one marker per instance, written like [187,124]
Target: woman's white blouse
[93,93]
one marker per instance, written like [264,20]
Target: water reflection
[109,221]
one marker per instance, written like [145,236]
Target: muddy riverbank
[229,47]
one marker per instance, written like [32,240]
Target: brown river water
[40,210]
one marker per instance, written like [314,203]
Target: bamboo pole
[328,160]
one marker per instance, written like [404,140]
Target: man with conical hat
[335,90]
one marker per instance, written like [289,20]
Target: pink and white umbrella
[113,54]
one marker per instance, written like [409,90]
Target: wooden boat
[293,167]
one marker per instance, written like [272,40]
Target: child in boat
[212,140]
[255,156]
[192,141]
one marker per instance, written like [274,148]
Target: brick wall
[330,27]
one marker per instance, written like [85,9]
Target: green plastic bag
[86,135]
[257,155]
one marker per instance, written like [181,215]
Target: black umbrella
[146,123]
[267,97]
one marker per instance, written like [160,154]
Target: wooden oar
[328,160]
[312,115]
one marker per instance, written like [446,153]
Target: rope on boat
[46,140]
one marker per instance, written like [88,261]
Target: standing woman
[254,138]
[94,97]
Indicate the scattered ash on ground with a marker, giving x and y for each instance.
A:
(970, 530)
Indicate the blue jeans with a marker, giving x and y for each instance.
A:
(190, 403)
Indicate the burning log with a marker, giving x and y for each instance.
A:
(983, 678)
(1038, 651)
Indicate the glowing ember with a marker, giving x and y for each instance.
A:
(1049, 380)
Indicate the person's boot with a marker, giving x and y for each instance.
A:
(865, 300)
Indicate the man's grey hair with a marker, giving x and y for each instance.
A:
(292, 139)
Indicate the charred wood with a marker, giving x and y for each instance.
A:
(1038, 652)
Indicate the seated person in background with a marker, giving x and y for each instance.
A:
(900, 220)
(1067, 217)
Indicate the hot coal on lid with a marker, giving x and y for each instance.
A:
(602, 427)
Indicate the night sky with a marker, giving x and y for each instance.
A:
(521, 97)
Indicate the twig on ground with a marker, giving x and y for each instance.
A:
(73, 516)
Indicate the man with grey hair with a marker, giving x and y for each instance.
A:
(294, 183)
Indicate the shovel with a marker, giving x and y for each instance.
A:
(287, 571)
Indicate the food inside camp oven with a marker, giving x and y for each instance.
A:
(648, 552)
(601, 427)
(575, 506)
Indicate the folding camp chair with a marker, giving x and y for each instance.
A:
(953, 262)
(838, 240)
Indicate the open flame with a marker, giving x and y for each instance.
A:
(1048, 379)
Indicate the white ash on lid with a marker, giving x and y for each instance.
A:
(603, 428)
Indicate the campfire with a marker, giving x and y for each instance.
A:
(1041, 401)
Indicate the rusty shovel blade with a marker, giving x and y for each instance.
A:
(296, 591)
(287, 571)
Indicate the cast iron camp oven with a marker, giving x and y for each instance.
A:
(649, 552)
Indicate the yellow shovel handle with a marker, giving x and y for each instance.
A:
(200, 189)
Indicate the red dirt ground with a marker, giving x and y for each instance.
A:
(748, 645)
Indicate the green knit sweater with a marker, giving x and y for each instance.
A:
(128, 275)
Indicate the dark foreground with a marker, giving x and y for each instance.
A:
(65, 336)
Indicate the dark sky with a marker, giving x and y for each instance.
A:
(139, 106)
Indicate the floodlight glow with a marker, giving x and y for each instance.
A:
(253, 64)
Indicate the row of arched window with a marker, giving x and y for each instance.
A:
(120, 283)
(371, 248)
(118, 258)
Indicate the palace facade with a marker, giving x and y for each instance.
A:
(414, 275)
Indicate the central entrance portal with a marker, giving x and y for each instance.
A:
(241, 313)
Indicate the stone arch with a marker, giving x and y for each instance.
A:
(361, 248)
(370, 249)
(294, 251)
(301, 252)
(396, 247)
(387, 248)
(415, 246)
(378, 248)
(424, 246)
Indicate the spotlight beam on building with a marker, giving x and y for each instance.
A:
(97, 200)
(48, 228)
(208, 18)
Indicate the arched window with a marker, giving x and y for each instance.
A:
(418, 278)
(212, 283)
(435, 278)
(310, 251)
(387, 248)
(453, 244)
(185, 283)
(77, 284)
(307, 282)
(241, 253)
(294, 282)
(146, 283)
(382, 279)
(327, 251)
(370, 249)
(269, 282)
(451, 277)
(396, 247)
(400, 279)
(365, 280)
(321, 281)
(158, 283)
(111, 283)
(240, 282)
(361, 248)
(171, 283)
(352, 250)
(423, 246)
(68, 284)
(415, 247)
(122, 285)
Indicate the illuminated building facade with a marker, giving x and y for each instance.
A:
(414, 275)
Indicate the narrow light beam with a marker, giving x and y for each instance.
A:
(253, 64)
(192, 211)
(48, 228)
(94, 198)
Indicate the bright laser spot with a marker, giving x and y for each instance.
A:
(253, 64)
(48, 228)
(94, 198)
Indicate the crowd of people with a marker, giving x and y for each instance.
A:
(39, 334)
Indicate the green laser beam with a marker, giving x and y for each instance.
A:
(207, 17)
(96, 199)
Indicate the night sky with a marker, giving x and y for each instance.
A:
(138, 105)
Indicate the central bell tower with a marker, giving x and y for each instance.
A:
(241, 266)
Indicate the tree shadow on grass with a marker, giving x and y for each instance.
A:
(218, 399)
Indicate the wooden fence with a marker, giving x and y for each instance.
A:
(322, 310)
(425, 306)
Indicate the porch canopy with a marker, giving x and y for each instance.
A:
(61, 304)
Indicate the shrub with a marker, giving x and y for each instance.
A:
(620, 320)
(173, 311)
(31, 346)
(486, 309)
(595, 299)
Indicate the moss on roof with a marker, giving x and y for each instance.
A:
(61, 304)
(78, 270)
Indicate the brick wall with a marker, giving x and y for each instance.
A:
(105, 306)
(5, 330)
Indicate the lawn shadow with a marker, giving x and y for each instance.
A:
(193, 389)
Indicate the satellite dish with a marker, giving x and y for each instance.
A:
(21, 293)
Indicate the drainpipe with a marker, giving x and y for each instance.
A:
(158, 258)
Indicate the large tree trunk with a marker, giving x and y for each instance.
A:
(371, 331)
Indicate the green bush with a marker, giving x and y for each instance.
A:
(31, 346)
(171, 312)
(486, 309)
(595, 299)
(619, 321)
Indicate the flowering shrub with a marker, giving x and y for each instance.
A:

========================================

• [Your objective]
Set down only these lines, exactly: the line containing "Indicate the moss" and each line after it, through the end of the listing.

• [Exercise solution]
Indicate the moss on roof with a marker, giving x and y for each instance.
A:
(61, 304)
(78, 270)
Indicate the brick wall with a marker, giving x and y for each instance.
A:
(105, 306)
(5, 330)
Indicate the lawn shadow with a marker, giving x and y for each instance.
A:
(193, 389)
Indicate the satellite dish with a marker, giving x and y for each instance.
A:
(21, 293)
Indicate the drainpipe with a marker, giving x and y for each instance.
A:
(158, 258)
Indicate the large tree trunk with a marker, giving x and y for each instance.
A:
(371, 331)
Indicate the green bush with a marker, giving x and y for each instance.
A:
(31, 346)
(171, 312)
(486, 309)
(595, 299)
(619, 321)
Indicate the flowering shrub with a marker, giving x and y for each instance.
A:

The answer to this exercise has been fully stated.